[Data excerpts]
· · · · ·

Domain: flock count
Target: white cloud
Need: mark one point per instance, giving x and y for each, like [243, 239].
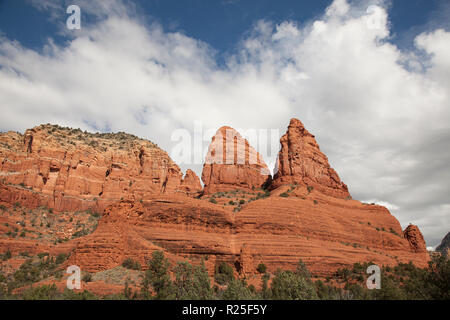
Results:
[379, 113]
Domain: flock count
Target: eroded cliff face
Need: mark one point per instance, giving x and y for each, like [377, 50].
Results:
[231, 163]
[415, 238]
[300, 161]
[67, 169]
[147, 205]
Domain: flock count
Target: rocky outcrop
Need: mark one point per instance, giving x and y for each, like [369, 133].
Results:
[300, 161]
[231, 163]
[415, 238]
[275, 231]
[67, 169]
[191, 184]
[146, 205]
[444, 247]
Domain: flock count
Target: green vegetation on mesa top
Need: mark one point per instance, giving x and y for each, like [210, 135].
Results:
[100, 141]
[237, 198]
[43, 224]
[404, 281]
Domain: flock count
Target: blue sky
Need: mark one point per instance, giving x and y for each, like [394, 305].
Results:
[372, 86]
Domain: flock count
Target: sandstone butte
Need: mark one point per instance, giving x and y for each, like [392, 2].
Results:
[231, 163]
[147, 205]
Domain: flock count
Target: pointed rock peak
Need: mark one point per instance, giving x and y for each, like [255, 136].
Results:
[231, 163]
[191, 184]
[301, 161]
[444, 247]
[415, 238]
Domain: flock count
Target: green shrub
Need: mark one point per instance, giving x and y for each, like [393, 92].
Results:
[224, 273]
[45, 292]
[87, 277]
[261, 268]
[131, 264]
[60, 258]
[7, 255]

· · · · ·

What the exercise asks:
The answer must consist of every line from the entries above that contains the string "Target".

Answer section:
Target: white cloud
Target: eroded cliff face
Target: rocky outcrop
Target: green vegetation on mesa top
Target: blue sky
Target: sandstone butte
Target: pointed rock peak
Target: green shrub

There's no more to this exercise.